__Required action__.
Please list every factor that the discussion of nitric oxide's antibacterial effects names as a possible cause of differences in effective antibacterial concentration between this study and other studies.

Both nitrate and nitrite have been shown to generate NO in vivo. Studies have examined the efficacy of nitrite as well as NO derived from a 0.002 mM concentration of DETA-NONOate against E. coli and Shewanella oneidensis [50]; nitrite was more effective against S. oneidensis whereas NO was more effective against E. coli [50], which may be a result of nitrite reduction mechanisms. The antimicrobial action of NO derived from sodium nitrite against verotoxigenic E. coli O157:H7 was demonstrated at NO concentrations of 84 mM [61] which compares more closely to the results of this study. Some studies have also shown that nitrite at 1 mM can inhibit bacteria such as Helicobacter pylori [62]. Although our results demonstrate that much higher millimolar concentrations of NO are required to achieve 99.9% growth inhibition, differences in NO-donor antibacterial efficacy can most likely be attributed to the release characteristics specific to each NO donor.

Direct use of NO gas has been shown to be effective against E. coli, Pseudomonas aeruginosa, and S. aureus [63] as well as other bacterial pathogens [64]. A Phase I clinical trial of patients with cystic fibrosis demonstrated that 160 ppm (5.3 mM) NO delivered for 30 min three times daily for 5 days, administered in 2 cycles, reduced CFU of several bacteria (including E.coli) and lessened lung infection [65]. Inhaled NO (6.6 mM) was also effective in treating patients with pneumonia [66]. A quantitative modeling study evaluated continuous in vitro NO generation and determined that a concentration of at least 0.002 mM was required for optimal antibacterial activity [67]. Another in vitro study [68] examined NO gas (5.3 mM), which demonstrated efficacy against S. aureus with 6 cycles of NO gas every 30 min via continuous exposure; however, the antibacterial effects may have been due to the production of nitrogen dioxide (derived from NO when reacted with oxygen) or the formation of peroxynitrite [69] (a product of NO) and superoxide [70], both of which have been shown to be antibacterial. Other studies have demonstrated an antibacterial response by peroxynitrite derived from NO [71].

Our study demonstrates the utility of NO against E. coli at concentrations of 8 mM and 65 mM. A concentration of 65 mM DEA-NONOate after 20 h of exposure resulted in a 3-log reduction in bacterial growth in accordance with FDA guidelines. DEA-NONOate at 8 mM was effective at reducing bacterial load at all time points compared to untreated controls which supports the use of low doses of DEA-NONOate, or other NO-donors, for use against lower bacterial loads such as those found on human hands. Hand sanitizers are tested on human hands at bacterial loads below 1 million CFUs, which is tenfold below the starting CFUs used in this study [72]. Normal bacteria skin flora is highest on the scalp at 1 million CFUs/cm2 and has been shown to exceed 4 million CFUs on the hands of medical personnel [72, 73]. It will be interesting to assess 8 mM DEA-NONOate in the clinical setting evaluating lower bacterial loads, which may support its use as an effective hand sanitizing agent with single or multiple uses in hand washing.

Differences in effective antibacterial concentration between this study and by other studies can be attributed to the nuances of each bacterial strain, bacterial load, growth conditions, exposure times, differences in NO donor release profiles, production of NO-derived oxidants such as peroxynitrite, measurement techniques or other confounding variables not readily identifiable.

Our study supports the use of the BacTiter-Glo assay as a viable alternative to gold standard CFU plate counts. The BacTiter-Glo assay correlated to the CFU counts as did OD of bacterial suspensions. The BacTiter-Glo assay thus represents a high-throughput method for evaluation of antimicrobial agent efficacy.

In conclusion, the application of NO as an antimicrobial agent is promising. Use of NO, in combination with antibiotic agents, may be a viable option to address antibiotic resistance. FDA approval of NO as a hand sanitizing agent will require formal evaluation against a panel of bacteria and fungi, as well as clinical testing, but is much needed as effective hand sanitizing agents are in great demand.

__The data__.
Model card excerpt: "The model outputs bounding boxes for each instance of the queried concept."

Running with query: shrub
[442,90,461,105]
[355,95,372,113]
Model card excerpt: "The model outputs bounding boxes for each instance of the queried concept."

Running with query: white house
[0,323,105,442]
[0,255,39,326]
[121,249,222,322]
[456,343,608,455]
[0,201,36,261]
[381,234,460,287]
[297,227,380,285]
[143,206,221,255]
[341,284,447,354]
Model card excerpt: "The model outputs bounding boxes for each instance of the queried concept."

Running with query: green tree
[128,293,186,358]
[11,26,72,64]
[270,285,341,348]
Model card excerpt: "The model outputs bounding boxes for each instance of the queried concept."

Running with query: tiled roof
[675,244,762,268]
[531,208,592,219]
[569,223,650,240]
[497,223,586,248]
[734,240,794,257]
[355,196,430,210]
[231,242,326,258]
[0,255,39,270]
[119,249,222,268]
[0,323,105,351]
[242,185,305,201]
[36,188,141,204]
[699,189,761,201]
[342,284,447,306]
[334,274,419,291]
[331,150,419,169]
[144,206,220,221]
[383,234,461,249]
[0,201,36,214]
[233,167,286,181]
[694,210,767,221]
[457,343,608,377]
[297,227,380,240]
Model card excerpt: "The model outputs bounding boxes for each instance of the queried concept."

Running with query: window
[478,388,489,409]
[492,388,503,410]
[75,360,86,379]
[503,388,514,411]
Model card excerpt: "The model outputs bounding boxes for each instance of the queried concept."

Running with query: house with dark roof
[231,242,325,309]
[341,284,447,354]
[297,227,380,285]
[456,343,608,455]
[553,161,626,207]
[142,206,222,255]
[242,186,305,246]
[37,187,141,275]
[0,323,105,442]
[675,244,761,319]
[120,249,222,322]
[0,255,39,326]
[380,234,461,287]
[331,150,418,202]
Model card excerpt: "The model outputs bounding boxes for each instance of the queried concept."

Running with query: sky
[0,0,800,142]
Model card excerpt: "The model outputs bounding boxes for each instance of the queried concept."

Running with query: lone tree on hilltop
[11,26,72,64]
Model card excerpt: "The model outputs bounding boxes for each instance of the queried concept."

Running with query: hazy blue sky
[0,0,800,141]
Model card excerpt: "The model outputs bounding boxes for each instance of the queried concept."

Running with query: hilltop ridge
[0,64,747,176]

* * *

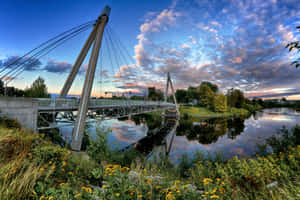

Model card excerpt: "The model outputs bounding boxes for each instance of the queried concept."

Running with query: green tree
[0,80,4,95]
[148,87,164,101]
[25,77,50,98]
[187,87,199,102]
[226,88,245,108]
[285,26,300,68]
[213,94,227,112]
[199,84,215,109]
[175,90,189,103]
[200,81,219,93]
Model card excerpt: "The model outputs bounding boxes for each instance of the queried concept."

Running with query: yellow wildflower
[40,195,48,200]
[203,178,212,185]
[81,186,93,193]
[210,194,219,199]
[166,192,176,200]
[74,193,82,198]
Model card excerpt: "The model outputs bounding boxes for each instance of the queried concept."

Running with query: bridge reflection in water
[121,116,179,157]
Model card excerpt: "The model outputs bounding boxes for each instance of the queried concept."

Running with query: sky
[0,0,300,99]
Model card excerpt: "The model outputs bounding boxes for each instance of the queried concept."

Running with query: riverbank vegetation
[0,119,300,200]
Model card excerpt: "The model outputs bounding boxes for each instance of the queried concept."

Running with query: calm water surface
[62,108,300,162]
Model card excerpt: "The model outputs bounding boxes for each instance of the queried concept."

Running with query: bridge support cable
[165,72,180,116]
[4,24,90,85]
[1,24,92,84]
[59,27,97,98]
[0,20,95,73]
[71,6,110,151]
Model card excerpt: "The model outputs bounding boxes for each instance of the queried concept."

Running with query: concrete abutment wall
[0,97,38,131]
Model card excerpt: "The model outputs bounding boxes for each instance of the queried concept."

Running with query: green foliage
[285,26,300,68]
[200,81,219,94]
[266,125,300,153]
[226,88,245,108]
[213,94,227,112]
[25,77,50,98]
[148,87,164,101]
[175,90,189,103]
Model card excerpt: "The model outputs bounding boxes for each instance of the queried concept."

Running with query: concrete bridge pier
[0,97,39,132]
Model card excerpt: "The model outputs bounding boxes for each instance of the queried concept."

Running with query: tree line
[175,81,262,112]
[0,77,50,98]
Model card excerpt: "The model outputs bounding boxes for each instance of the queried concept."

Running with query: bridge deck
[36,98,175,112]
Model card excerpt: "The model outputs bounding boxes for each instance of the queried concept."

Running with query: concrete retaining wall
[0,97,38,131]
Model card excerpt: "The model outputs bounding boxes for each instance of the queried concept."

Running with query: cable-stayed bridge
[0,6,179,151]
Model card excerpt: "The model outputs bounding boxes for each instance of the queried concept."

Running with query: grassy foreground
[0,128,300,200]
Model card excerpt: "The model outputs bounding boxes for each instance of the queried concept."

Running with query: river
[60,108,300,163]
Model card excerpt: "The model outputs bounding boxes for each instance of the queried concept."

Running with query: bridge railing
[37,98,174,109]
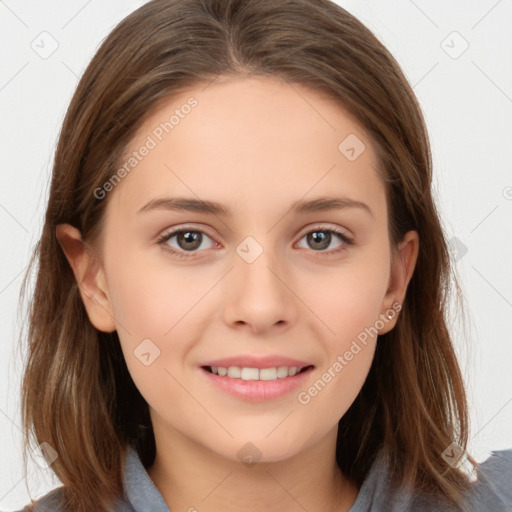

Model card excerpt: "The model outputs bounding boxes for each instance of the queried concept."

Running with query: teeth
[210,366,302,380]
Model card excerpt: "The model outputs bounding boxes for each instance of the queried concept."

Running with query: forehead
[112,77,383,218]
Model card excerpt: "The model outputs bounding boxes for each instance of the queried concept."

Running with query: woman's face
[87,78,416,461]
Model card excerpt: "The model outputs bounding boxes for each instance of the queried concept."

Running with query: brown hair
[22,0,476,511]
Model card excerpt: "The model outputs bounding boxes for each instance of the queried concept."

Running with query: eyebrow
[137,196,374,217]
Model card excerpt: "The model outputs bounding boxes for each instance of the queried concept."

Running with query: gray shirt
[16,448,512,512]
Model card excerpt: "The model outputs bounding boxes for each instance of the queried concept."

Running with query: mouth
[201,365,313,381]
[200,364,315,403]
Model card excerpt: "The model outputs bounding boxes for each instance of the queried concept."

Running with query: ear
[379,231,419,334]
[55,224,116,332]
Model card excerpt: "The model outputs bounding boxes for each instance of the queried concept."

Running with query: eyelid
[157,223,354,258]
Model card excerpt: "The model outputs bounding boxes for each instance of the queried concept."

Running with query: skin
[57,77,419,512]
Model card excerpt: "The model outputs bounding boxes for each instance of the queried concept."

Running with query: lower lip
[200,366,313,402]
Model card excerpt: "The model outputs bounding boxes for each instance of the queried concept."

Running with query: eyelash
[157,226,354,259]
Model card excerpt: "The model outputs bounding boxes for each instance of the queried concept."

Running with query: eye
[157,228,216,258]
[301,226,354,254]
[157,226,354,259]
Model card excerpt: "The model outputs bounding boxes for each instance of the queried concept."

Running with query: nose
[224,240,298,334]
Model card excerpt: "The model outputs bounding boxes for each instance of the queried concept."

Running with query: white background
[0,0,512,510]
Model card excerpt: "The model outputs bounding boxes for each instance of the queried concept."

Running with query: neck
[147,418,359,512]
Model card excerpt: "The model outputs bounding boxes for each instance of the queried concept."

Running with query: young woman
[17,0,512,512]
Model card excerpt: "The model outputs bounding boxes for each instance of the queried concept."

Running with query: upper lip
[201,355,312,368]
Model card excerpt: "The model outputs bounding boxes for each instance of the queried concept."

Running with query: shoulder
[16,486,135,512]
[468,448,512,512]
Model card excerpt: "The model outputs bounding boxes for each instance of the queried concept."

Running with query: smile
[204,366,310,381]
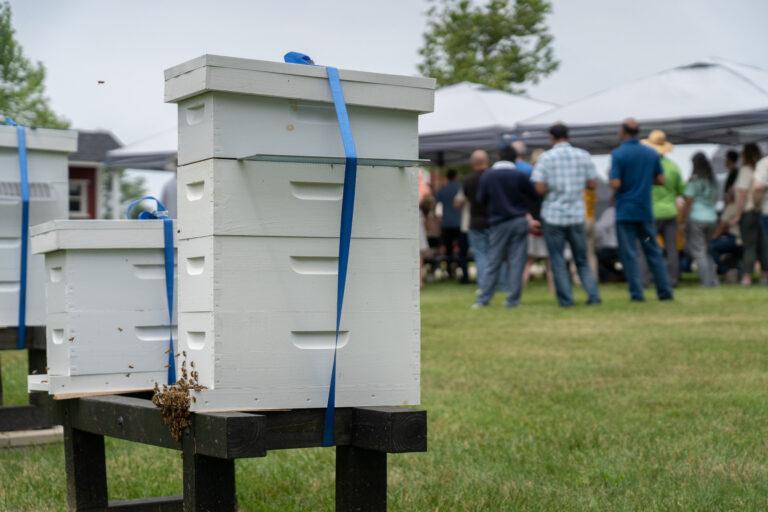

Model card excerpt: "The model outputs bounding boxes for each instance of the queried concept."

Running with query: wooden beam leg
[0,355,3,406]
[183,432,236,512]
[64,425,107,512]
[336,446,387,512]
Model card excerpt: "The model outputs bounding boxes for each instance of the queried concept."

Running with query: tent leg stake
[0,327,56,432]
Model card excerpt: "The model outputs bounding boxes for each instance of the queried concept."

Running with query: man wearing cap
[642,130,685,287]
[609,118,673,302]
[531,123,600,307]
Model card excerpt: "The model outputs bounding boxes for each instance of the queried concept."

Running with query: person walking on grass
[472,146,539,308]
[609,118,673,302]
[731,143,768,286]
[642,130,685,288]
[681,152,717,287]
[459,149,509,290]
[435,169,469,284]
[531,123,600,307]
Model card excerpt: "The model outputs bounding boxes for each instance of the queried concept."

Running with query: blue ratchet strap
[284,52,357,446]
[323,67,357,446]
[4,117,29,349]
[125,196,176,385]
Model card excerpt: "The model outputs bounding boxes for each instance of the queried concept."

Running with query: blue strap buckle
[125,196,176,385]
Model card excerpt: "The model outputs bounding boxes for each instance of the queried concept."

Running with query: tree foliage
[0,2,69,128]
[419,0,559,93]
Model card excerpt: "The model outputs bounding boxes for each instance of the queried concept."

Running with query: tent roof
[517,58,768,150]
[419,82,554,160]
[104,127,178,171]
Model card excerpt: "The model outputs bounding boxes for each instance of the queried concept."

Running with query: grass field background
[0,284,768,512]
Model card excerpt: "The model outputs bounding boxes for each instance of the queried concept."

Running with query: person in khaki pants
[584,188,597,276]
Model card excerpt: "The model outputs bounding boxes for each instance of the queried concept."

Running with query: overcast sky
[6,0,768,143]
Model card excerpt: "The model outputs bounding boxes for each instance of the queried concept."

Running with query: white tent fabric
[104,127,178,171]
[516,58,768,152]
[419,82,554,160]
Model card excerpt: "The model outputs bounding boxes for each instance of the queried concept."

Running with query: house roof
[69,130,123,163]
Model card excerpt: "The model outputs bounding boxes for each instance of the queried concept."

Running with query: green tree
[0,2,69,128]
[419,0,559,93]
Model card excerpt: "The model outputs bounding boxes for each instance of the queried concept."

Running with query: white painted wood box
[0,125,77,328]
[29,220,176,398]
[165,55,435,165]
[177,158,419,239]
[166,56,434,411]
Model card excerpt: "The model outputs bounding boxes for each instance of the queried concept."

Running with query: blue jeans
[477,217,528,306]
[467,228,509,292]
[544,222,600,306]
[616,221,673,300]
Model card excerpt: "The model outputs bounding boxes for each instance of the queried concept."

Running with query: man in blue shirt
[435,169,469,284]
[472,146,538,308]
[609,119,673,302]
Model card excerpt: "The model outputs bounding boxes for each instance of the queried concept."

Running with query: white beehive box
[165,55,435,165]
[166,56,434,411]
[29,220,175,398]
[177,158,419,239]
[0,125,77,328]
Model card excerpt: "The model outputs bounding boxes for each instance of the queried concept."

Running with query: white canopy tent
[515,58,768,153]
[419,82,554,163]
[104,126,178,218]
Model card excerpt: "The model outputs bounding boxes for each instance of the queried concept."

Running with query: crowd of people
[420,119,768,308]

==

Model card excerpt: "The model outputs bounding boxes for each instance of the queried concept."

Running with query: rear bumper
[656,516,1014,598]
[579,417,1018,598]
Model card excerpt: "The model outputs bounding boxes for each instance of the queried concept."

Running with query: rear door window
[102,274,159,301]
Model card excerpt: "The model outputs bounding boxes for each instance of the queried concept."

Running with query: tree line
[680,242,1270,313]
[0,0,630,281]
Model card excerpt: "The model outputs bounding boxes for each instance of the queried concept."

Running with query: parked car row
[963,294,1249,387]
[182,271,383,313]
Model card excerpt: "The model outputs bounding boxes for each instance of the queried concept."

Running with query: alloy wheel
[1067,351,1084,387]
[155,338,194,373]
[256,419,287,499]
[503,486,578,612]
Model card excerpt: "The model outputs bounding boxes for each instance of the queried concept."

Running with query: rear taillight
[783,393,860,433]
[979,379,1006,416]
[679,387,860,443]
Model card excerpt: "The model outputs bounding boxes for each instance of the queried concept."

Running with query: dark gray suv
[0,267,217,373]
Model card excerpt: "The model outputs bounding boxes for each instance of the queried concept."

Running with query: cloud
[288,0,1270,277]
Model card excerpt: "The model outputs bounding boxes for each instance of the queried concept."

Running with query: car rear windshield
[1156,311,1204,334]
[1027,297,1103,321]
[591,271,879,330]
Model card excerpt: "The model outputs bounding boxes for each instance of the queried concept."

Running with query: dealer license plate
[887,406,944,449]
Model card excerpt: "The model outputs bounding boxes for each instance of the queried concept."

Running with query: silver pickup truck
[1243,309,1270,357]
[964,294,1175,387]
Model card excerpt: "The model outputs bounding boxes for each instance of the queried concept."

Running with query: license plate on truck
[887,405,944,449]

__Reply to the task__.
- The nuances of each bacterial strain
- Bacterial load
- Growth conditions
- Exposure times
- Differences in NO donor release profiles
- Production of NO-derived oxidants such as peroxynitrite
- Measurement techniques
- Other confounding variables not readily identifiable